**DOCUMENT SECTION:**

The Director of Central Intelligence is in a unique position to balance the cost and effectiveness of intelligence programs throughout the government. It makes sense to hold this person responsible for ensuring that the various elements of the intelligence community are more responsive to this national objective then to parochial, turf-driven goals that too often typify bureaucracies. Yet he lacks the authority needed to accomplish this objective, particularly with regard to the intelligence elements within the Department of Defense. The DCI can be given enhanced authority without removing the elements of the intelligence community from the various agencies in which they reside or interfering with the ability of those agency heads to manage their departments, i.e., without creating a `Department of Intelligence .' The reform provisions in the Intelligence Authorization Act for Fiscal Year 1997 were designed to accomplish this goal.
This fundamental difference of opinion over the need to strengthen the authority of the DCI to match his responsibility as the overall manager of US intelligence made reaching consensus with the Armed Services Committee over its provisions in the DOD bill and the provisions in the Intelligence bill difficult.

**STATED PROBLEM A:** Reproduce the listing below line for line, with no changes.

**RECORD EXCERPTS:**
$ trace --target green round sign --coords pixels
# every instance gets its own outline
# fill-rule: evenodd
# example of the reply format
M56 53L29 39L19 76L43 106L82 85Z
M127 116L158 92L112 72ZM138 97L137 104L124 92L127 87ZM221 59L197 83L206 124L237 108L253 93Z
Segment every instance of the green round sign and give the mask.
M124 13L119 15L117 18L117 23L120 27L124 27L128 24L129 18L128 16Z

**STATED PROBLEM B:** Based on the passage about the authority of the Director of Central Intelligence, state whether each statement agrees with it: (i) The Director of Central Intelligence lacks authority particularly over intelligence elements within the Department of Defense. (ii) The reform provisions were part of the Intelligence Authorization Act for Fiscal Year 2001. (iii) Reaching consensus with the Armed Services Committee was easy. Answer yes or no for each, quoting the deciding words of the passage.

**OUTPUT A:**
$ trace --target green round sign --coords pixels
# every instance gets its own outline
# fill-rule: evenodd
# example of the reply format
M56 53L29 39L19 76L43 106L82 85Z
M127 116L158 92L112 72ZM138 97L137 104L124 92L127 87ZM221 59L197 83L206 124L237 108L253 93Z
Segment every instance of the green round sign and give the mask.
M124 13L119 15L117 18L117 23L120 27L124 27L128 24L129 18L128 16Z

**OUTPUT B:**
(i) Yes: "Yet he lacks the authority needed to accomplish this objective, particularly with regard to the intelligence elements within the Department of Defense."
(ii) No: "The reform provisions in the Intelligence Authorization Act for Fiscal Year 1997 were designed to accomplish this goal."
(iii) No: "made reaching consensus with the Armed Services Committee over its provisions in the DOD bill and the provisions in the Intelligence bill difficult."